**Work instruction**:
Format the lines of the material as a JSON list of strings, one string per line, starting at the beginning of the material and ending at the line that contains "positive clicks: (145, 103)". Leave out blank lines and pictures.

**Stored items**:
■ ■ ■ ■ ■

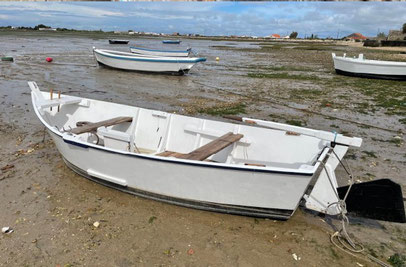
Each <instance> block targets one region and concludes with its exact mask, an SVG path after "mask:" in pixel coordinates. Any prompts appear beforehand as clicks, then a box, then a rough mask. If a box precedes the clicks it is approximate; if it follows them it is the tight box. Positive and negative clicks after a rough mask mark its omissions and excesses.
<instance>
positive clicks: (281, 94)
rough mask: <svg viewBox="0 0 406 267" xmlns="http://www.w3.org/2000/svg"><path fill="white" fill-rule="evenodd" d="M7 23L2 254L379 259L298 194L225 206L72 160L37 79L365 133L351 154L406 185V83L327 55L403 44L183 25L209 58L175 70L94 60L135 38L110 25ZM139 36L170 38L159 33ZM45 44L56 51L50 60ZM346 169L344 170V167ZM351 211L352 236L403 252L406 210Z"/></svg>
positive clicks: (145, 103)
mask: <svg viewBox="0 0 406 267" xmlns="http://www.w3.org/2000/svg"><path fill="white" fill-rule="evenodd" d="M0 36H1V41H2V42H1V43H0V54H2V55H3V54H4V55H12V56H14V58H15V61H14V62H13V63H10V62H0V97H1V98H0V99H1V100H0V101H1V104H0V168H1V167H4V166H6V165H10V166H11V165H13V166H14V167H11V168H10V169H8V170H4V171H0V210H1V216H0V227H3V226H10V227H12V228H13V229H14V232H13V233H11V234H1V235H0V266H58V265H60V266H155V265H158V266H172V265H175V266H219V265H220V266H270V265H272V266H275V265H282V266H325V265H331V266H360V265H358V264H362V265H363V266H373V265H374V264H372V263H370V262H368V261H365V260H362V259H358V258H354V257H352V256H350V255H348V254H345V253H343V252H342V251H340V250H338V249H337V248H336V247H334V246H333V245H332V244H331V243H330V234H331V233H333V232H334V229H335V226H339V221H337V220H335V219H333V218H328V217H325V218H324V217H320V216H318V215H316V214H313V213H311V212H309V211H306V210H304V209H301V208H300V209H298V210H297V211H296V213H295V214H294V215H293V217H292V218H291V219H290V220H288V221H286V222H281V221H273V220H264V219H255V218H248V217H241V216H233V215H226V214H218V213H212V212H205V211H199V210H194V209H187V208H182V207H178V206H174V205H169V204H163V203H160V202H156V201H152V200H146V199H143V198H139V197H135V196H132V195H127V194H124V193H121V192H119V191H116V190H113V189H110V188H106V187H104V186H101V185H99V184H96V183H94V182H91V181H89V180H87V179H85V178H83V177H81V176H79V175H77V174H75V173H73V172H72V171H71V170H70V169H68V168H67V167H66V166H65V165H64V163H63V161H62V159H61V157H60V155H59V153H58V151H57V150H56V148H55V146H54V144H53V143H52V142H51V140H50V138H49V136H47V135H45V141H44V142H43V137H44V132H43V130H44V129H43V126H41V124H40V122H39V120H38V119H37V118H36V116H35V114H34V112H33V110H32V107H31V103H30V95H29V88H28V85H27V81H30V80H33V81H36V82H37V83H38V85H39V87H40V88H41V89H42V90H49V89H50V88H52V89H54V90H56V91H58V90H61V91H62V92H63V93H65V94H71V95H76V96H82V97H89V98H95V99H99V100H105V101H112V102H117V103H122V104H127V105H134V106H140V107H145V108H153V109H159V110H164V111H169V112H177V113H181V114H187V115H193V116H201V117H211V118H215V119H218V120H223V119H222V118H221V116H215V115H210V114H213V113H212V112H211V111H212V110H213V109H216V108H217V109H220V110H221V108H223V107H227V105H241V104H242V105H243V107H244V108H243V112H242V113H241V114H240V115H244V116H247V117H254V118H262V119H268V120H275V121H280V122H290V123H296V124H297V123H300V124H301V125H304V126H307V127H310V128H315V129H323V130H328V131H333V130H334V131H337V132H342V133H346V134H348V135H353V136H359V137H362V138H363V139H364V143H363V145H362V147H361V148H360V149H351V150H350V151H349V153H348V156H347V160H348V162H349V164H350V166H351V168H352V170H353V172H354V176H355V177H356V179H357V180H362V181H365V180H371V179H378V178H392V179H393V180H394V181H396V182H398V183H400V184H401V185H402V189H403V192H406V180H405V174H404V173H405V172H404V171H405V166H406V154H405V145H404V136H403V133H404V132H405V124H404V123H402V119H403V120H404V118H405V115H406V114H405V104H404V101H405V95H406V83H405V82H398V81H376V80H369V79H356V78H347V77H343V76H337V75H336V74H335V73H334V69H333V63H332V60H331V52H332V51H333V52H334V51H335V52H337V53H342V52H346V53H347V55H354V56H355V55H357V54H358V53H359V52H363V53H364V54H365V55H366V57H369V58H384V59H389V60H390V59H391V58H394V57H397V56H398V55H399V53H398V52H397V51H382V50H373V51H371V50H367V49H364V48H362V47H351V46H343V45H336V44H334V45H332V44H328V45H322V46H321V45H319V44H317V45H306V46H303V44H300V43H294V42H290V43H283V44H280V43H258V42H237V41H210V40H189V39H184V40H183V41H182V43H181V45H180V46H171V47H170V48H171V49H174V48H175V49H177V48H186V47H187V46H191V47H192V48H193V50H195V51H197V52H198V53H199V56H204V57H207V62H205V63H203V64H197V65H196V66H195V68H193V69H192V70H191V72H190V73H189V74H188V75H185V76H170V75H149V74H142V73H136V72H126V71H118V70H112V69H108V68H103V67H99V66H97V64H96V62H95V61H94V59H93V56H92V52H91V48H92V46H96V47H98V48H109V49H117V50H122V51H126V50H127V49H128V48H127V47H128V46H127V45H109V44H108V39H109V38H108V37H106V38H100V36H98V37H94V36H89V37H86V36H72V35H67V36H68V37H64V36H63V34H58V35H52V34H48V33H47V34H42V35H36V34H32V33H20V34H17V33H9V34H1V35H0ZM130 40H131V41H130V44H129V45H140V46H145V47H152V48H163V47H164V46H163V45H162V44H161V41H160V39H153V38H148V39H147V38H144V39H141V38H135V37H132V39H130ZM48 56H51V57H53V59H54V62H53V63H46V62H45V57H48ZM216 57H219V58H220V60H219V61H218V62H216V60H215V58H216ZM258 74H261V75H262V76H261V75H258ZM275 74H277V75H276V76H275ZM278 75H279V76H278ZM258 77H265V78H258ZM370 88H372V89H373V88H384V89H382V90H388V91H385V94H386V96H387V99H389V98H390V99H391V98H395V99H398V100H399V101H400V102H399V101H398V102H396V101H391V102H388V101H386V102H385V101H384V100H383V99H382V96H381V94H380V92H378V91H376V90H375V91H374V90H372V89H370ZM402 99H403V100H402ZM402 101H403V104H402ZM300 109H305V110H307V112H306V111H303V110H300ZM320 114H324V115H320ZM330 116H334V117H336V118H344V119H347V120H350V121H356V122H361V123H363V124H368V125H372V126H377V127H378V128H374V127H367V126H365V125H363V126H361V125H359V124H355V123H351V122H348V121H342V120H339V119H332V118H331V117H330ZM379 128H382V129H389V130H390V131H388V130H382V129H379ZM338 176H339V178H340V181H339V182H340V184H345V183H346V179H347V178H346V176H345V175H344V171H343V170H342V169H340V170H338ZM404 194H405V193H404ZM350 220H351V225H350V227H349V232H350V233H351V236H353V237H354V239H355V240H356V241H359V242H361V243H362V244H364V246H365V249H366V250H367V251H368V252H370V253H372V254H374V255H376V256H377V257H379V258H380V259H381V260H384V261H386V260H387V259H388V257H389V256H391V255H393V254H394V253H403V254H405V251H406V239H405V236H406V226H405V225H404V224H398V223H389V222H382V221H375V220H367V219H357V218H353V217H351V218H350ZM95 222H99V226H98V227H95V226H94V223H95ZM292 254H296V255H297V256H298V257H300V260H295V259H294V257H293V256H292Z"/></svg>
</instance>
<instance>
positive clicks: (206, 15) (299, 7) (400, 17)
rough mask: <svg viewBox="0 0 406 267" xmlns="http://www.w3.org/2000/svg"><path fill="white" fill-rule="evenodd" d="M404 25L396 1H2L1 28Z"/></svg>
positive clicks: (370, 33) (254, 29)
mask: <svg viewBox="0 0 406 267" xmlns="http://www.w3.org/2000/svg"><path fill="white" fill-rule="evenodd" d="M405 21H406V5H404V4H403V3H397V2H392V3H388V2H372V3H371V2H368V3H364V2H254V3H252V2H182V3H179V2H24V3H20V2H0V24H3V25H4V24H7V25H14V26H22V25H24V26H34V25H36V24H39V23H44V24H47V25H51V26H56V25H58V27H66V28H76V29H100V28H101V29H103V30H128V29H135V30H137V31H147V32H173V31H176V32H180V33H199V34H207V35H231V34H232V35H256V36H266V35H270V34H272V33H279V34H281V35H285V34H289V33H290V32H292V31H297V32H299V36H301V37H304V35H305V34H307V35H310V34H312V33H313V34H317V35H319V36H320V37H329V36H333V37H336V35H337V33H338V32H340V36H343V35H344V34H349V33H352V32H361V33H363V34H364V35H367V36H374V35H376V34H377V32H378V30H379V31H384V32H387V31H389V29H398V28H400V27H401V24H402V23H403V22H405ZM169 25H170V26H171V27H169Z"/></svg>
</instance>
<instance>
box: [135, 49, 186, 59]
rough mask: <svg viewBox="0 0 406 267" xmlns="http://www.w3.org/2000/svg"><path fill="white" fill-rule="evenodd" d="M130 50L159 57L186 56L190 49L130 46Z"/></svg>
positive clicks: (150, 55)
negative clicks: (165, 49) (146, 47)
mask: <svg viewBox="0 0 406 267" xmlns="http://www.w3.org/2000/svg"><path fill="white" fill-rule="evenodd" d="M130 51H131V52H132V53H136V54H141V55H149V56H161V57H188V56H189V55H190V52H191V49H190V48H188V49H186V50H176V51H174V50H156V49H148V48H141V47H135V46H131V47H130Z"/></svg>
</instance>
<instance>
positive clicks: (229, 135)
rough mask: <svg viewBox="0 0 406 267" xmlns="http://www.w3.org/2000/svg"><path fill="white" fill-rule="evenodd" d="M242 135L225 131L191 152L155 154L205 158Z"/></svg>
mask: <svg viewBox="0 0 406 267" xmlns="http://www.w3.org/2000/svg"><path fill="white" fill-rule="evenodd" d="M243 137H244V135H242V134H233V133H232V132H229V133H226V134H225V135H223V136H220V137H219V138H217V139H215V140H213V141H211V142H210V143H207V144H205V145H204V146H201V147H199V148H197V149H195V150H193V151H192V152H190V153H188V154H182V153H177V152H172V151H165V152H162V153H160V154H157V156H162V157H176V158H180V159H190V160H205V159H207V158H208V157H210V156H211V155H213V154H216V153H217V152H219V151H220V150H222V149H224V148H226V147H228V146H229V145H231V144H233V143H235V142H237V141H238V140H240V139H241V138H243Z"/></svg>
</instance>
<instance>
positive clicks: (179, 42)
mask: <svg viewBox="0 0 406 267" xmlns="http://www.w3.org/2000/svg"><path fill="white" fill-rule="evenodd" d="M180 42H181V40H163V41H162V43H164V44H180Z"/></svg>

■ ■ ■ ■ ■

**Problem solution**:
[
  "Each <instance> block targets one region and concludes with its exact mask, an SVG path after \"mask:\" in pixel coordinates. Any prompts appear beforehand as clicks, then a box, then a rough mask. If a box precedes the clicks it is approximate; if it follows them it is the tight box. Positive and negative clicks after a rough mask mark its omissions and excesses.",
  "<instance>",
  "positive clicks: (281, 94)",
  "rough mask: <svg viewBox=\"0 0 406 267\" xmlns=\"http://www.w3.org/2000/svg\"><path fill=\"white\" fill-rule=\"evenodd\" d=\"M7 23L2 254L379 259L298 194L225 206L72 160L37 79L365 133L351 154L406 185V83L327 55L403 44L183 25L209 58L175 70L94 60L135 38L110 25ZM139 36L170 38L159 33ZM45 44L56 51L50 60ZM346 169L344 170V167ZM351 211L352 236L403 252L406 210Z\"/></svg>",
  "positive clicks: (145, 103)"
]